What you will do >> Return the abusive litigation case passage below word for word, in full.

Page text >>
## Start

Edward Vanderslice and his tax attorney/financial advisor, Panos Kanes, brought this abusive litigation action against Mr. Vanderslice's former wife, Patricia Payne Vanderslice, and her brother Doyle Payne, as a result of Ms. Vanderslice's suit for fraud against them. The large record in this case, and the nature of it, require cutting a clear path through a dense thicket.
Payne was included as a defendant in this action because he allegedly took an active part in the prior litigation even though he was not an actual party. He sought partial summary judgment on the ground that plaintiffs had not provided him with notice of their intent to assert an abusive litigation claim against him during the pendency of the earlier action, as required by OCGA 51-7-84
(a). Plaintiffs and defendant Patricia Vanderslice filed cross-motions for summary judgment on the merits. The trial court granted Kanes' motion and denied the others' motions. Defendants appeal the summary judgment to Kanes.

## End

(Labeled-object pointing entries)
## Start

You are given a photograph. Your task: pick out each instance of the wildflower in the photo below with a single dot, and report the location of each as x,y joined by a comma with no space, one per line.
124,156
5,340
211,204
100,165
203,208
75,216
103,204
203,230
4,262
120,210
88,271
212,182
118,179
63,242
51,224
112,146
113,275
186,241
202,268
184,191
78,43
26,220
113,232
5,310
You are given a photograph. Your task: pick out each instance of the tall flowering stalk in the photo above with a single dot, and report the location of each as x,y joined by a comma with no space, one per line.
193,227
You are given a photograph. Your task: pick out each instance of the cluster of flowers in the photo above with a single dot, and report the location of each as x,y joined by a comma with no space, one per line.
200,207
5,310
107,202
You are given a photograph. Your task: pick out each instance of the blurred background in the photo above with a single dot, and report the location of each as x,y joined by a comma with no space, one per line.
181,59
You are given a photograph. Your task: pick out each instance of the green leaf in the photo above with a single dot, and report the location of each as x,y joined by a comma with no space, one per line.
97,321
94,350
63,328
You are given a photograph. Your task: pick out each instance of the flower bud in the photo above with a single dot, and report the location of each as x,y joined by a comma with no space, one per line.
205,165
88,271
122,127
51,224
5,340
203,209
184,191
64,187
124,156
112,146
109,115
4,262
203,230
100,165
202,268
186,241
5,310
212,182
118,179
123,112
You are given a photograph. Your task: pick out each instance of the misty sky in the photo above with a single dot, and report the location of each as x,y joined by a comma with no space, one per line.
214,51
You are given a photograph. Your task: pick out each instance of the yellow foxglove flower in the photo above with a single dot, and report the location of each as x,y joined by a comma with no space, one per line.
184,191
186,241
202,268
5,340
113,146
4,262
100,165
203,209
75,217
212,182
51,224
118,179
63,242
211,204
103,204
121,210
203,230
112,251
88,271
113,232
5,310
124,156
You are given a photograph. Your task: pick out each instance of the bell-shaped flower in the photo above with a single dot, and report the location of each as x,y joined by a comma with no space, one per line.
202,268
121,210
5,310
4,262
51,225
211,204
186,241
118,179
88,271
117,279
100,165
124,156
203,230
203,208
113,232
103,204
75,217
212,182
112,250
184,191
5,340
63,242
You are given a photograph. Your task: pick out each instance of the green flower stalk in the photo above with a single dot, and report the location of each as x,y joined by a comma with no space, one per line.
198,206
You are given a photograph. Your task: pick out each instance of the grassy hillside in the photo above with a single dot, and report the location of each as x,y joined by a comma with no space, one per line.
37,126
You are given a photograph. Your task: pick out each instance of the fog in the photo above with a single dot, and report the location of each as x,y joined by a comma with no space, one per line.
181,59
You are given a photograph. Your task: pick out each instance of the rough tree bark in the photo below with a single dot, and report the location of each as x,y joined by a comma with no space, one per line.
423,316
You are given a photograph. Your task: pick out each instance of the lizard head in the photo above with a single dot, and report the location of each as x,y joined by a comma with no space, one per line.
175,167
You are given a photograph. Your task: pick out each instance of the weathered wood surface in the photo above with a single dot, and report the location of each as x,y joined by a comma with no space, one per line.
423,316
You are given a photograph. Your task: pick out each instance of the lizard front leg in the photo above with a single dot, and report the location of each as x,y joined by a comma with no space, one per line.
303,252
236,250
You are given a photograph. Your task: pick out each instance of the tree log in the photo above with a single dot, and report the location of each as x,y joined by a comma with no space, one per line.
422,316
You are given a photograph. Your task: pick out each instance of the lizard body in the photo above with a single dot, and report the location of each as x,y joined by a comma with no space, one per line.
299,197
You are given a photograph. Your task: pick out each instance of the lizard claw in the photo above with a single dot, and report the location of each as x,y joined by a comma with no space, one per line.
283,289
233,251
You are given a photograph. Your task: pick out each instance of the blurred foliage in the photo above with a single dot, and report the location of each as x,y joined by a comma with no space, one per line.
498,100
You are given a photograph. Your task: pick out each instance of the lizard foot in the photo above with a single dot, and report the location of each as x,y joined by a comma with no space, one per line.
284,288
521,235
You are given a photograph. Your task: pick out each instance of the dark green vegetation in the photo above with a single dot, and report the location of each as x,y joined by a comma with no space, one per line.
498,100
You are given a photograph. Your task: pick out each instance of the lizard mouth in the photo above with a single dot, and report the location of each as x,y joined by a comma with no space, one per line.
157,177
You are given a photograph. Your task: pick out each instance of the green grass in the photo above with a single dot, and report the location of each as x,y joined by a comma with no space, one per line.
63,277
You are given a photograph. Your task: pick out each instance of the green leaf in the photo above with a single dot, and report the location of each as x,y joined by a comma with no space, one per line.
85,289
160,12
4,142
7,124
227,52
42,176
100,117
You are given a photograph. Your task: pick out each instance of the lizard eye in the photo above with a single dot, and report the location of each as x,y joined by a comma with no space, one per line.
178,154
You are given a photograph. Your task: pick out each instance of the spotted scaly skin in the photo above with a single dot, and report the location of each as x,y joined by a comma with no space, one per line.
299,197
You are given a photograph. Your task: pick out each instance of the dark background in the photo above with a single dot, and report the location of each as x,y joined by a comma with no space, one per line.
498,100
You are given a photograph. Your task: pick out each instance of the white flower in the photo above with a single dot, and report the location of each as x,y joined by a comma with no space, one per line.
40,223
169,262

## End

Reply to the exercise >>
Edward Vanderslice and his tax attorney/financial advisor, Panos Kanes, brought this abusive litigation action against Mr. Vanderslice's former wife, Patricia Payne Vanderslice, and her brother Doyle Payne, as a result of Ms. Vanderslice's suit for fraud against them. The large record in this case, and the nature of it, require cutting a clear path through a dense thicket.
Payne was included as a defendant in this action because he allegedly took an active part in the prior litigation even though he was not an actual party. He sought partial summary judgment on the ground that plaintiffs had not provided him with notice of their intent to assert an abusive litigation claim against him during the pendency of the earlier action, as required by OCGA 51-7-84
(a). Plaintiffs and defendant Patricia Vanderslice filed cross-motions for summary judgment on the merits. The trial court granted Kanes' motion and denied the others' motions. Defendants appeal the summary judgment to Kanes.